_Instruction 1_
Answer these questions from the episode review below.
(a) What does the episode introduce that will be seen again?
(b) Whose name does the vessel Piper Maru carry?
(c) What were the crew suffering from when the boat returned to port?
_Instruction 2_
Continue the episode review below from its last sentence.

_Text excerpt_
Whatever the consensus on this episode is, there’s no denying that it’s definitely the most iconic mythology episode of Season 3. It introduces the Black Oil, something we will, ah, be seeing again. Looking back on it, Season 3 introduced a lot of important plot points in the mythology, but of all of them, I’d say that the events in “Piper Maru” have the most lasting impact.

So, what’s going on here? Mulder and Scully are doing some digging into a situation involving a French vessel called Piper Maru (named after Gillian Anderson’s real-life daughter), which apparently had been sailing around a set of coordinates UFOs like to hang out, according to Mulder. Mulder, not one to resist a UFO mystery, immediately starts looking into the story of the boat and its crew, which returned to port suffering from radiation burns.

_Information shown_
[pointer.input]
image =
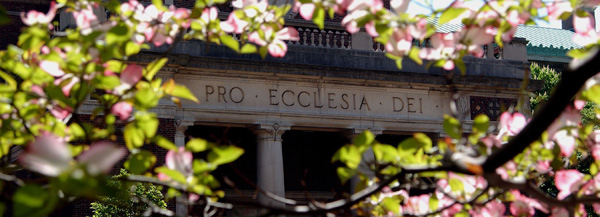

_Exercise answer 1_
(a) The Black Oil.
(b) Gillian Anderson's real-life daughter.
(c) Radiation burns.

_Exercise answer 2_
Oh, yeah, and the investigation to find Melissa Scully’s killer has been called off, according to Skinner, prompting the response from Scully we see in the Quote Box.

This is one of the first scenes where we get the “Strong Independent Woman” vibe from Scully. I’m not saying that she hasn’t been a strong independent woman from day one, but she’s been a strong independent woman without having to throw it in our faces. This particular scene doesn’t throw it in our faces, necessarily, but it does bring Scully’s gender into the picture and in a much, much, much more effective way than “2Shy” did. I believe it was this scene that got Gillian Anderson nominated for her first Emmy, and it won her other awards too. It’s not hard to see why. It’s tough material and it brings back an important plot point for Scully’s character and develops that plot point emotionally. We’ll see where it all goes in “Apocrypha,” but Melissa Scully isn’t going away just yet.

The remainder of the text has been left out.